Information given section start
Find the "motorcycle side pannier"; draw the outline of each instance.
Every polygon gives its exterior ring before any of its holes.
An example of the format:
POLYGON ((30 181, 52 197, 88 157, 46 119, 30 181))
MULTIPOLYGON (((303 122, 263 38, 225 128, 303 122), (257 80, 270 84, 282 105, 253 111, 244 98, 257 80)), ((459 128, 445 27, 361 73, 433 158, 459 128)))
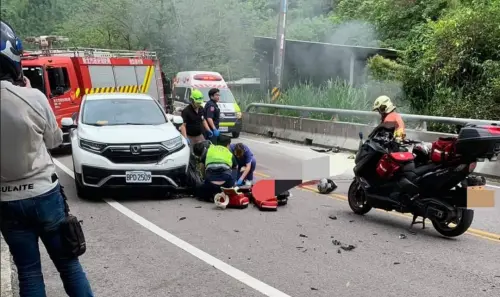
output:
POLYGON ((405 164, 412 162, 415 156, 411 152, 398 152, 383 155, 377 164, 377 174, 383 179, 391 178, 405 164))
POLYGON ((431 161, 434 163, 444 163, 455 158, 457 142, 456 137, 439 137, 432 143, 431 161))
POLYGON ((464 159, 492 158, 500 153, 500 126, 468 125, 458 134, 456 153, 464 159))

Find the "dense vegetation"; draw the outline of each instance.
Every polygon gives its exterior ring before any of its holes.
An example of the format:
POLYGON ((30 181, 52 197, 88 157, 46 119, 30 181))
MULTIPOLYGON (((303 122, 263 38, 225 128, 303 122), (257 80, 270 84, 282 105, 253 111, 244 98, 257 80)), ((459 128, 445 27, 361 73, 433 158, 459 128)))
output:
MULTIPOLYGON (((401 50, 395 62, 372 58, 369 74, 376 84, 399 86, 393 95, 413 112, 500 119, 500 0, 289 2, 288 38, 401 50)), ((275 35, 278 5, 279 0, 2 0, 1 13, 22 36, 60 34, 71 45, 146 48, 160 53, 169 75, 212 69, 238 79, 256 76, 252 37, 275 35)), ((369 108, 368 86, 333 85, 334 90, 296 87, 282 102, 369 108)))

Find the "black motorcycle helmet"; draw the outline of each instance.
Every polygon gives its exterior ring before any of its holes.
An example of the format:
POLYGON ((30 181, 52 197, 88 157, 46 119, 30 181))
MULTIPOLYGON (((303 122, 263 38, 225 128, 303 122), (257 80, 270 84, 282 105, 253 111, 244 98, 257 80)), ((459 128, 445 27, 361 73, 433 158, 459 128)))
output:
POLYGON ((23 45, 12 27, 0 23, 0 80, 24 85, 21 55, 23 45))

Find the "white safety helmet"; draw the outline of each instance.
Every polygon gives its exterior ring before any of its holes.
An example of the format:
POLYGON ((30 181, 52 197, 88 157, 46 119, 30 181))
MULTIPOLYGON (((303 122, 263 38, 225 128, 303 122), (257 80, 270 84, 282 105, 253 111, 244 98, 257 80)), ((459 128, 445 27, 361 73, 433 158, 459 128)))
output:
POLYGON ((229 197, 224 193, 218 193, 214 197, 215 206, 220 209, 225 209, 229 204, 229 197))
POLYGON ((318 192, 320 194, 330 194, 336 188, 335 182, 329 178, 322 178, 318 183, 318 192))
POLYGON ((396 106, 391 101, 391 98, 388 96, 379 96, 373 102, 373 111, 378 111, 380 113, 389 113, 396 109, 396 106))

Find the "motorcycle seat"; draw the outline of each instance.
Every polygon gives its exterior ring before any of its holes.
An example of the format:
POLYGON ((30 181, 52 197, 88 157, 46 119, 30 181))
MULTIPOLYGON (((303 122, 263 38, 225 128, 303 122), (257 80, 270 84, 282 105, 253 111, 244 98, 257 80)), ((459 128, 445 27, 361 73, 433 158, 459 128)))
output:
POLYGON ((414 174, 415 176, 422 176, 428 172, 435 170, 439 165, 436 164, 426 164, 418 167, 412 166, 411 168, 405 168, 405 173, 414 174))

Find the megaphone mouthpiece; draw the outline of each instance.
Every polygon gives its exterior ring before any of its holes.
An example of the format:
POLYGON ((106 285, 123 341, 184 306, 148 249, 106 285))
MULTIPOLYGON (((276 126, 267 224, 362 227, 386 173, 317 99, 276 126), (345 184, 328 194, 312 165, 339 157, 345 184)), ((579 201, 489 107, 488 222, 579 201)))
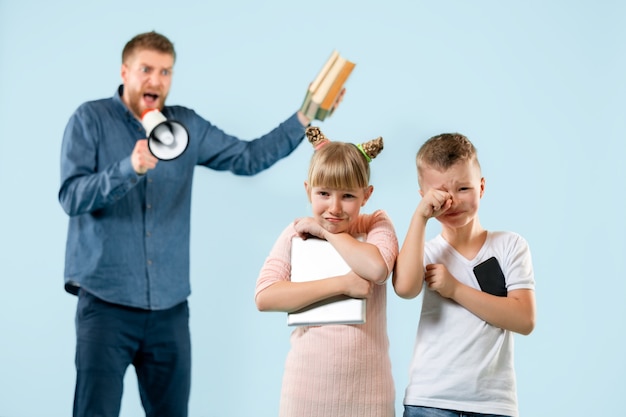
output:
POLYGON ((155 127, 152 131, 152 135, 163 145, 170 146, 174 143, 174 134, 170 130, 169 126, 167 126, 167 123, 161 123, 155 127))

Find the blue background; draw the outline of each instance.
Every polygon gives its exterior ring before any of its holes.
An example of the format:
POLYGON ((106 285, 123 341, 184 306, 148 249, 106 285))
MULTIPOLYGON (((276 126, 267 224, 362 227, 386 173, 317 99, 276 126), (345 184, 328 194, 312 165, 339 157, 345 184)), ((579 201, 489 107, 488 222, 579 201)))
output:
MULTIPOLYGON (((382 135, 366 211, 400 242, 419 199, 414 155, 459 131, 486 177, 481 222, 529 241, 538 322, 516 336, 523 416, 623 410, 626 6, 619 1, 0 0, 0 416, 68 416, 76 299, 63 290, 57 202, 65 124, 111 96, 121 51, 157 30, 178 60, 169 104, 251 139, 301 104, 333 49, 356 62, 319 123, 382 135)), ((198 168, 192 207, 191 417, 275 416, 291 329, 255 280, 282 228, 307 215, 300 146, 252 178, 198 168)), ((439 226, 429 226, 433 236, 439 226)), ((421 297, 389 288, 397 414, 421 297)), ((132 368, 122 416, 142 415, 132 368)))

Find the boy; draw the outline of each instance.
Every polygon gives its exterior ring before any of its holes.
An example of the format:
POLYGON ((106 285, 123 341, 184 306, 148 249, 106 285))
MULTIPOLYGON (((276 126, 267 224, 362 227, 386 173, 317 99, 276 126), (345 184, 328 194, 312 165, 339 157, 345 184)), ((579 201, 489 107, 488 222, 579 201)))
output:
POLYGON ((516 417, 513 332, 527 335, 535 325, 530 250, 518 234, 480 225, 485 179, 465 136, 430 138, 416 162, 422 200, 398 255, 393 286, 407 299, 424 283, 429 291, 404 417, 516 417), (424 243, 432 217, 442 231, 424 243))

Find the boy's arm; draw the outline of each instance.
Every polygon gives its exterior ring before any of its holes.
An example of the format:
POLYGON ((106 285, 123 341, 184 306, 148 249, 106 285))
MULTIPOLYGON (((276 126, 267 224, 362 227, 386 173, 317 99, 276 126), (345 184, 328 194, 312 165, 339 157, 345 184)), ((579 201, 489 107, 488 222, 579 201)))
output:
POLYGON ((452 206, 452 196, 430 189, 422 196, 409 224, 393 272, 393 289, 402 298, 415 298, 424 284, 424 240, 426 223, 431 217, 445 213, 452 206))
POLYGON ((428 288, 456 301, 487 323, 524 335, 535 327, 535 292, 530 289, 509 291, 498 297, 459 282, 442 264, 426 265, 428 288))
POLYGON ((506 297, 498 297, 459 283, 450 298, 501 329, 528 335, 535 328, 533 290, 513 290, 506 297))
POLYGON ((424 239, 428 218, 415 210, 393 270, 393 289, 402 298, 415 298, 424 284, 424 239))
POLYGON ((368 298, 374 284, 350 271, 345 275, 316 281, 277 281, 260 291, 256 306, 260 311, 298 311, 318 301, 336 295, 353 298, 368 298))

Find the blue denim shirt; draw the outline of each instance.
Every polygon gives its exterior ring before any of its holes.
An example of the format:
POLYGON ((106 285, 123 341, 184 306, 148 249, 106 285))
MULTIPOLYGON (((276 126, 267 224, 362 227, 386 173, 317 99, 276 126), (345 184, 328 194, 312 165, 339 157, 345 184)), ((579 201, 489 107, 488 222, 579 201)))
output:
POLYGON ((59 202, 70 216, 65 288, 150 310, 190 294, 189 224, 194 167, 253 175, 289 155, 304 127, 294 114, 251 141, 227 135, 193 110, 166 106, 163 115, 189 131, 177 159, 137 175, 130 155, 146 137, 141 123, 112 98, 82 104, 71 116, 61 149, 59 202))

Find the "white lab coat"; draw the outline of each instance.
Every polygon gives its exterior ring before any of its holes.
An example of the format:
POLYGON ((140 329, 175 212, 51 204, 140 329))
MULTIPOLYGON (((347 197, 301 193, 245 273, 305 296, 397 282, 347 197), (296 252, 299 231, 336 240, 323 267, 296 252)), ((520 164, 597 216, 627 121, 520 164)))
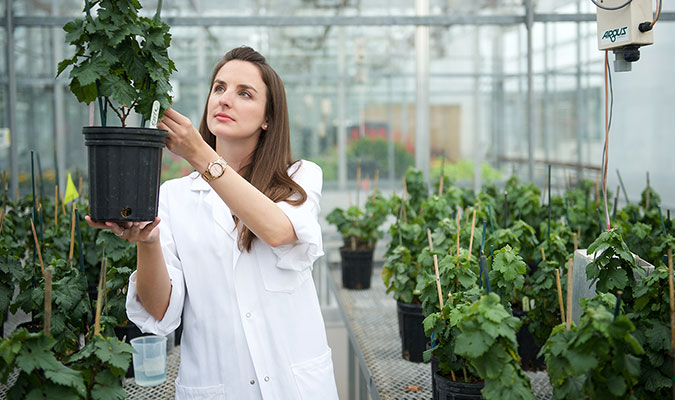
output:
POLYGON ((162 320, 141 305, 135 272, 127 315, 143 332, 168 335, 183 318, 176 399, 337 399, 331 350, 312 265, 323 255, 318 223, 322 172, 301 161, 289 175, 307 192, 277 203, 297 242, 237 247, 229 208, 197 172, 160 189, 159 229, 171 277, 162 320), (293 175, 293 173, 295 174, 293 175))

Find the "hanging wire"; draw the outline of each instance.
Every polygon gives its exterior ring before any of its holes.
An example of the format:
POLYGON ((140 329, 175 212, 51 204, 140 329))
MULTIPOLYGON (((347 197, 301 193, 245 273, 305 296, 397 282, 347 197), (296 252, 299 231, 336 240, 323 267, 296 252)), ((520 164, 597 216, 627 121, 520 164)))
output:
POLYGON ((609 67, 609 52, 605 50, 605 145, 602 148, 602 197, 603 205, 605 207, 605 224, 607 230, 611 229, 609 222, 609 208, 607 207, 607 164, 609 162, 609 130, 612 126, 613 109, 614 89, 612 87, 612 72, 609 67))
POLYGON ((649 29, 654 27, 654 24, 656 24, 656 21, 659 20, 659 17, 661 16, 661 8, 663 7, 663 0, 657 0, 658 5, 656 6, 656 13, 654 13, 654 20, 652 21, 651 24, 649 24, 649 29))

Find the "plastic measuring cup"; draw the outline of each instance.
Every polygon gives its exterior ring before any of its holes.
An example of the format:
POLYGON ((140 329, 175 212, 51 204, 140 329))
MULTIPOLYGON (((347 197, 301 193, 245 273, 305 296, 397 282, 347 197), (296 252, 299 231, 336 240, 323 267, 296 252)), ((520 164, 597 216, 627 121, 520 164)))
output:
POLYGON ((134 379, 139 386, 156 386, 166 380, 166 337, 141 336, 131 339, 134 379))

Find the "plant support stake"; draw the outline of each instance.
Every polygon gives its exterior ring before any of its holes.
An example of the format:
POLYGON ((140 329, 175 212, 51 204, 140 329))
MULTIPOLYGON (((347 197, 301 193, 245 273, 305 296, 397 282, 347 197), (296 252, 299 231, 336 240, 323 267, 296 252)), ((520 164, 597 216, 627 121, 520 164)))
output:
MULTIPOLYGON (((429 238, 429 250, 433 253, 434 243, 431 240, 431 229, 427 228, 427 237, 429 238)), ((441 312, 443 312, 443 291, 441 290, 441 275, 438 272, 438 256, 436 254, 434 257, 434 271, 436 273, 436 290, 438 290, 438 303, 441 306, 441 312)))
POLYGON ((560 304, 560 319, 565 323, 565 304, 563 303, 562 286, 560 285, 560 270, 555 269, 555 284, 558 288, 558 303, 560 304))
POLYGON ((623 191, 623 197, 626 198, 626 203, 630 204, 630 200, 628 200, 628 192, 626 192, 626 186, 623 184, 623 179, 621 179, 621 173, 619 172, 619 169, 616 169, 616 175, 619 177, 619 184, 621 185, 621 191, 623 191))
POLYGON ((471 261, 471 249, 473 248, 473 232, 476 228, 476 209, 473 209, 473 217, 471 217, 471 237, 469 238, 469 259, 471 261))
POLYGON ((35 241, 35 249, 37 250, 38 257, 40 258, 40 269, 42 270, 42 276, 45 275, 45 264, 42 262, 42 252, 40 251, 40 242, 38 241, 37 233, 35 233, 35 224, 33 219, 30 220, 30 229, 33 231, 33 240, 35 241))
Information given section end
▸ Task to complete: Pull out all lines from the listing that contain the string "helmet".

▸ Answer space:
Find the "black motorcycle helmet"; draw the outline of each instance.
Find the "white safety helmet"; draw the outline of each instance.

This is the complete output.